Exercise:
Leave the pictures out while you restate every entry below word for word.

Data:
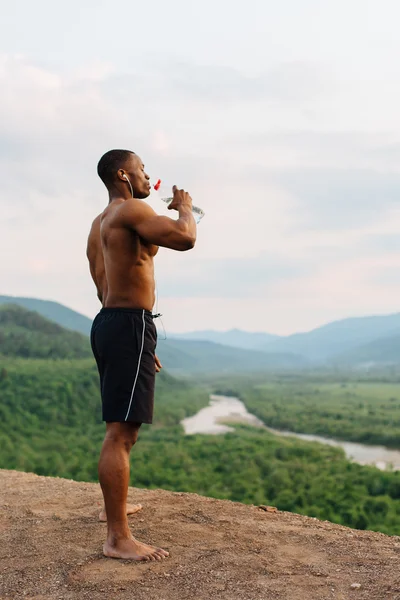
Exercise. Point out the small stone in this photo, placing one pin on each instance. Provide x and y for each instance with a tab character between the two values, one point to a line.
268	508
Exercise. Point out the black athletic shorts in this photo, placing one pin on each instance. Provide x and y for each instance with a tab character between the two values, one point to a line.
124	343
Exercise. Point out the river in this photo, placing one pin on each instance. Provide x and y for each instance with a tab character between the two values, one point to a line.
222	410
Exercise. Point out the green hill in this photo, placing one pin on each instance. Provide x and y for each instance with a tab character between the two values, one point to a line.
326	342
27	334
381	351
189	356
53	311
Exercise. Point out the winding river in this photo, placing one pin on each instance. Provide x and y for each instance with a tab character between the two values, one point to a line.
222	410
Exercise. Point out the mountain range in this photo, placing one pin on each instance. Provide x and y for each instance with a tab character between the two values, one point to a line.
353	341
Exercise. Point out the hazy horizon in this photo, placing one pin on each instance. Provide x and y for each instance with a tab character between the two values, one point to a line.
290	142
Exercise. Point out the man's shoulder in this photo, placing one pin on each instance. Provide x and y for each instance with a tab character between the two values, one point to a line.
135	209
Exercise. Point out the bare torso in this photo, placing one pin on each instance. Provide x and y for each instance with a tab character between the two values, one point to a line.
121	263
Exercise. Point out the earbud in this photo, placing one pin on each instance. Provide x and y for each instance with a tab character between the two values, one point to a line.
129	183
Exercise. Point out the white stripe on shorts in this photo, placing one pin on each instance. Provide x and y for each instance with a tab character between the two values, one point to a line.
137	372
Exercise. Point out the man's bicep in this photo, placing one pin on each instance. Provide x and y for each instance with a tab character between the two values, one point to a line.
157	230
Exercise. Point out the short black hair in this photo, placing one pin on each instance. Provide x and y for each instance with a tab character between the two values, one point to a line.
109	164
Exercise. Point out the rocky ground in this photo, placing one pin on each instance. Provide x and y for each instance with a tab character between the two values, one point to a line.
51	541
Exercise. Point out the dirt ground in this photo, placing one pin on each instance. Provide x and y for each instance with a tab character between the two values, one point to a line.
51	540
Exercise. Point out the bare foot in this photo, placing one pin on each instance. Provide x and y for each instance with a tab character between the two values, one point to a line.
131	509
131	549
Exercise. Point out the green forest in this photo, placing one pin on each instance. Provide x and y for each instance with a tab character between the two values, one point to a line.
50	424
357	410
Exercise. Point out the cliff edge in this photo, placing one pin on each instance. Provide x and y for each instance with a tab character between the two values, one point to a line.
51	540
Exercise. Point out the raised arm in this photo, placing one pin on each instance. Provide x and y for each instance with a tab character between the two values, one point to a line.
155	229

Your solution:
Exercise. Point out the small stone in this photo, placing one pin on each instance. Provide x and y for each instance with a tab character between the two values, one point to a line.
268	508
Exercise. Point out the black athletic shorts in this photo, placing one pin on each instance. Provide x and y for each instance with a tab character between the two values, one point to a line.
124	343
Exercise. Point out the river in this photo, placing one pin on each instance. Provide x and y for each instance with a tab character between the two values, one point to a line.
222	410
Exercise. Point out the green hill in this photo, placing one pin on each instance. Provide x and y for each instance with a tab character between the two values, one point to a line.
326	342
27	334
381	351
189	356
53	311
Exercise. Point out the winding river in this photo, placing one pin on each instance. Provide x and y for each instance with a tab character between the two values, one point to a line.
222	410
Exercise. Point out the mountain range in this photo, placing one pin on each instance. Provide x and y for each instance with a tab character between the two values, one point to a line.
353	341
Exercise. Point out the hazy horizon in this photo, placing one pin on each instance. Provide x and y for each instance with a tab character between the two values, one point to a line.
290	142
Exercise. Point out the man's shoulder in this photo, placing one pin on each instance. Provide x and y for each instance with a tab character between the two values, one point to a line.
135	209
Exercise. Point out the bare torso in this photo, placing one pin on each instance. Provide x and y for each instance with a tab character between the two values, one point to a line.
121	263
Exercise. Point out the earbud in this photo, placing one pin on each instance. Provide x and y for each instance with a tab character between the two values, one point to a line.
129	183
Exercise. Point out the white stripe on shorts in this photo, placing one pin on each instance. Provide x and y for each instance with a tab character between the two values, one point to a line.
137	372
Exercise. Point out the man's bicep in this photo, placing one pin on each instance. Provide x and y for each instance with a tab character between the two values, one point to a line.
157	230
Exercise. Point out the short black hair in this photo, placing one pin on each instance. Provide x and y for each instance with a tab character between the two values, one point to a line.
109	164
Exercise. Point out the rocky ground in this photo, placing one pin on each instance. Provide x and y for each instance with a tab character between the two values, one point to a line.
51	541
Exercise. Point out the dirt ground in this photo, placing one pin on each instance. Provide x and y for each instance with a tab character between the two values, one point to a line.
51	540
Exercise. Point out the bare foot in this photo, placing one pin on each instance. Provide x and y for each instance with a tab character between the two values, one point to a line.
131	509
131	549
Exercise. Point out the green forest in this photo, placing one pin on each instance. Provide x and y for each instance with a tab character between the two values, one point to a line.
50	424
357	410
Exercise. Point out the cliff edge in this photo, placing one pin on each instance. Provide x and y for each instance with a tab character between the two values, one point to a line.
51	540
Exercise. Point out the raised arm in this photo, placing one pin on each instance. Provide x and y for each instance with a tab character between the two values, one point to a line.
155	229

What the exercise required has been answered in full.